• _PROMPT_: Where the line containing "pixel 635 52" appears, start copying; continue through the last line below and copy nothing else.

[THE RECORDS — start]

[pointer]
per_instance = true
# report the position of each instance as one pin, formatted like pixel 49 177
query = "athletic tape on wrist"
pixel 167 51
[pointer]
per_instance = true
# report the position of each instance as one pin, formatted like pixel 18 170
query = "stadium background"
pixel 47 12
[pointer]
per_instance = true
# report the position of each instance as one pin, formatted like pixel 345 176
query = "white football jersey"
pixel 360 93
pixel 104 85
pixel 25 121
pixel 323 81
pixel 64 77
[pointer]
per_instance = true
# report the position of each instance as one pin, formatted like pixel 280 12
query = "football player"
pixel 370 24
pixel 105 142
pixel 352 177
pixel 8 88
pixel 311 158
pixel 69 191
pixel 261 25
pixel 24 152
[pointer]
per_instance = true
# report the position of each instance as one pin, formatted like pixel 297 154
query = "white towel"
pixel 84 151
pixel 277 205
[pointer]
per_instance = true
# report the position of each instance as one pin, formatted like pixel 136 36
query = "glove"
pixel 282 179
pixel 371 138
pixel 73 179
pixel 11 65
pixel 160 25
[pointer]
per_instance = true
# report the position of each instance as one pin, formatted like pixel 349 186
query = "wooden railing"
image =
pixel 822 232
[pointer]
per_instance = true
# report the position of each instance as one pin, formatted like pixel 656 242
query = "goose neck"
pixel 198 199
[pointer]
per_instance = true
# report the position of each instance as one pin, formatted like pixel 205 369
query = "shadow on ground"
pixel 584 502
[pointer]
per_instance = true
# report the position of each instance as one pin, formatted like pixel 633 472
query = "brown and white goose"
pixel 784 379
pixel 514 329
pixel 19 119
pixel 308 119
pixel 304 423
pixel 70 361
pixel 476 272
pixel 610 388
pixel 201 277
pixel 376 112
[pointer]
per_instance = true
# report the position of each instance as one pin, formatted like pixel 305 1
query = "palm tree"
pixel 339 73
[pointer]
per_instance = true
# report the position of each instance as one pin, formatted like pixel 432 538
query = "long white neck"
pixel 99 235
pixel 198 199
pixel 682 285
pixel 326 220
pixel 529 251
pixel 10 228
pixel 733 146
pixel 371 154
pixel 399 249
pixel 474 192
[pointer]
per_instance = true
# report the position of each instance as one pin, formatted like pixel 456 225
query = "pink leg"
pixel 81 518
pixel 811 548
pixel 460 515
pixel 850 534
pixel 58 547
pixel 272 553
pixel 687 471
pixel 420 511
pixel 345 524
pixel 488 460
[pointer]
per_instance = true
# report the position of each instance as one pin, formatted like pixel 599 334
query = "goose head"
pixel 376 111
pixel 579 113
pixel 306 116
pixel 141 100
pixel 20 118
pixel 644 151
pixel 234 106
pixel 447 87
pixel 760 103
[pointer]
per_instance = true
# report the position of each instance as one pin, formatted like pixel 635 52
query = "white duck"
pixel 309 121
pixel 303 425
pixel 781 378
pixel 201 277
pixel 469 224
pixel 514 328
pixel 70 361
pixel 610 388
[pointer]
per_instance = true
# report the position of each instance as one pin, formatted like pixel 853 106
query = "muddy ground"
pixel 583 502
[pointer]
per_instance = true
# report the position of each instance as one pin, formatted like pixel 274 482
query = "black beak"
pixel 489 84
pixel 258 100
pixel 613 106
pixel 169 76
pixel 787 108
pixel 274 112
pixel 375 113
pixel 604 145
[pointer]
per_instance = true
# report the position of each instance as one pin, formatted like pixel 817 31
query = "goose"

[THE RECORDS — finish]

• _RESPONSE AREA_:
# report the position of each instance as one pin, formatted like pixel 635 52
query = "white duck"
pixel 309 121
pixel 303 425
pixel 781 378
pixel 201 277
pixel 469 224
pixel 514 328
pixel 70 361
pixel 610 388
[pointer]
per_instance = true
# report the position of each instance as one pin, formatted like pixel 853 106
query = "muddy ground"
pixel 583 502
[pointer]
per_instance = true
# report the position of each instance as one pin, formatted like pixel 274 482
query = "black beak"
pixel 489 84
pixel 258 100
pixel 613 106
pixel 169 76
pixel 787 108
pixel 274 112
pixel 375 113
pixel 604 145
[pointer]
per_instance = true
# report the position of each instance as one pin, formatted like pixel 817 31
query = "goose"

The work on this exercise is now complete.